→ **GIVEN EXERCISE**
Please rewrite the data below, replacing "Place one marker per instance" with "Mark each instance once" everywhere and leaving everything else unchanged.

→ **SOURCE MATERIAL**
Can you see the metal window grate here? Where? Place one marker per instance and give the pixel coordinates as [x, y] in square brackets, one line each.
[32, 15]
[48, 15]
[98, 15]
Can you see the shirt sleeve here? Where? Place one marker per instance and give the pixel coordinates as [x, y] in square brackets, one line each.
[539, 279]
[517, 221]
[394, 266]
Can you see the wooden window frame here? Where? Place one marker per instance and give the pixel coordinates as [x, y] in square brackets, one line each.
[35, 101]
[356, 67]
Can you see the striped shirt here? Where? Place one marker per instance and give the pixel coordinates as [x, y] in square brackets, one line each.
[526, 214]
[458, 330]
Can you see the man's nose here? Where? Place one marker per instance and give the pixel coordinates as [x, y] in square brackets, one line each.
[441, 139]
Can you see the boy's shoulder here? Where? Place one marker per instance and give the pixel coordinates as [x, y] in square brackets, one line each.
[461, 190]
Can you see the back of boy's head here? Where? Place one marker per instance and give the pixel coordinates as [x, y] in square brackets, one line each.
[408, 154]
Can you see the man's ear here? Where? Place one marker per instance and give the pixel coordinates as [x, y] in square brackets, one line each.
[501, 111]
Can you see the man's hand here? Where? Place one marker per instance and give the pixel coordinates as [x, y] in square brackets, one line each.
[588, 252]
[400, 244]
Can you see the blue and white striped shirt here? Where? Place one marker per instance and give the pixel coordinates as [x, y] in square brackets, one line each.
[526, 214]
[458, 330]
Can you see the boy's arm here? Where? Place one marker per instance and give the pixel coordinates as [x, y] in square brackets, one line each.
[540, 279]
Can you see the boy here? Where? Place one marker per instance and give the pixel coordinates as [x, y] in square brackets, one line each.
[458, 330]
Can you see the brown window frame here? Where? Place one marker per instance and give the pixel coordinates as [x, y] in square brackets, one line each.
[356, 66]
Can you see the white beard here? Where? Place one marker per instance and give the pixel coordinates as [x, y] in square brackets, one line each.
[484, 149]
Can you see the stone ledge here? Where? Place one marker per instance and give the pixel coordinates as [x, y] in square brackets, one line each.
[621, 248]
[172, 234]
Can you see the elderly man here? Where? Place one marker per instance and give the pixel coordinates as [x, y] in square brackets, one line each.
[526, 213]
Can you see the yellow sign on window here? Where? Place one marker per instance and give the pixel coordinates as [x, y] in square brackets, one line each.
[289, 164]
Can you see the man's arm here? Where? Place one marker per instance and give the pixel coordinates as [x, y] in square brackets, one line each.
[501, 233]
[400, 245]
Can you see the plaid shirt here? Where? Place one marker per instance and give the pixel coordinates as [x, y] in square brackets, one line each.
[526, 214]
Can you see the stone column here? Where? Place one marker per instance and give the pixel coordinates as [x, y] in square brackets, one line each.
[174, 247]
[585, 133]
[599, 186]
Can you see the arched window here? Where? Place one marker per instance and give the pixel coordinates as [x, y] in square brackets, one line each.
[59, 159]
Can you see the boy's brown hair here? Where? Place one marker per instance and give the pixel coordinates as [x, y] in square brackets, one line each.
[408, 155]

→ **RESULT OF THE EXERCISE**
Can you see the metal window grate here? Where? Mark each instance once and give the pixel coordinates as [x, y] in square brackets, one line each.
[32, 15]
[48, 15]
[98, 15]
Can you see the shirt sleeve here? Where? Mark each instance once and give the pixel coordinates as [x, y] in square brackets, one line each.
[539, 279]
[517, 221]
[394, 266]
Can you see the wooden window frame here? Where? Mark each instance once and give the pixel coordinates as [x, y] in square brackets, one line each.
[35, 101]
[356, 67]
Can you see the striped shirt here? Where? Mark each instance once and give the pixel coordinates as [x, y] in square brackets, one line each.
[526, 214]
[458, 330]
Can you see the man's nose here? Where? Mark each instance once and give the pixel coordinates as [x, y] in square brackets, one line each.
[441, 139]
Can you see the boy's shoulder here? Where? Mark each instance once and give the pixel coordinates as [x, y] in square brackets, one line each.
[461, 190]
Can you see the back of boy's head here? Where? Mark each instance once and give the pixel coordinates as [x, y] in square brackets, one line each.
[408, 154]
Can you see the man's ear here? Where? Mark each instance once and give the pixel coordinates as [x, y] in square brackets, one line each.
[501, 111]
Can you see the man's hand here? Where? Mark each instance once and give the pixel coordinates as [x, y] in square brackets, one line each.
[588, 252]
[400, 244]
Can you see the blue and white striped shirt here? Where? Mark each instance once and give the pixel coordinates as [x, y] in square brackets, one line each.
[526, 214]
[458, 330]
Can you see the boy's arm here? Where? Mark each instance once and give the pixel coordinates as [x, y] in square brackets, one line each.
[540, 279]
Can you see the boy here? Where? Mark each instance once and give the pixel coordinates as [x, y] in square brackets, one line each.
[458, 330]
Can you see the brown window frame here? Where? Mark each instance once and give the pixel coordinates as [x, y] in square brackets, one line each.
[356, 66]
Can you see the white beard here? Where? Mark each instance once and give the pixel coordinates as [x, y] in square brackets, one line each.
[484, 149]
Can you see the stone ledge here? Where? Mark each instance once and give the pixel coordinates as [x, y] in square brackets, one line each.
[621, 248]
[172, 234]
Can you see the elderly man here? Where? Mark each instance once and give the pixel coordinates as [x, y] in square brackets, one line each.
[526, 213]
Can you see the yellow sign on window here? Where? Mark each instance once and give the pixel coordinates as [x, y] in square brackets, one line each.
[289, 164]
Can you see the man's arm here? Where? Mark each instance once and give the pixel coordinates as [x, y] in square brackets, one line each.
[501, 233]
[400, 245]
Can you see the plaid shirt here? Where? Mark each instance once and give the pixel coordinates as [x, y] in square brackets, one line each.
[526, 214]
Can you see the stone column here? Where? Mark each instance once and give the pixel coordinates as [x, y] in square brackets, one line each.
[174, 247]
[585, 133]
[599, 186]
Can you see the arched window here? Where? Mark each instance once and give the pixel coordinates as [x, y] in square brackets, one line each.
[59, 159]
Can you see the boy's brown hair here? Where? Mark each instance once and give the pixel coordinates as [x, y] in square brackets, one line each.
[408, 155]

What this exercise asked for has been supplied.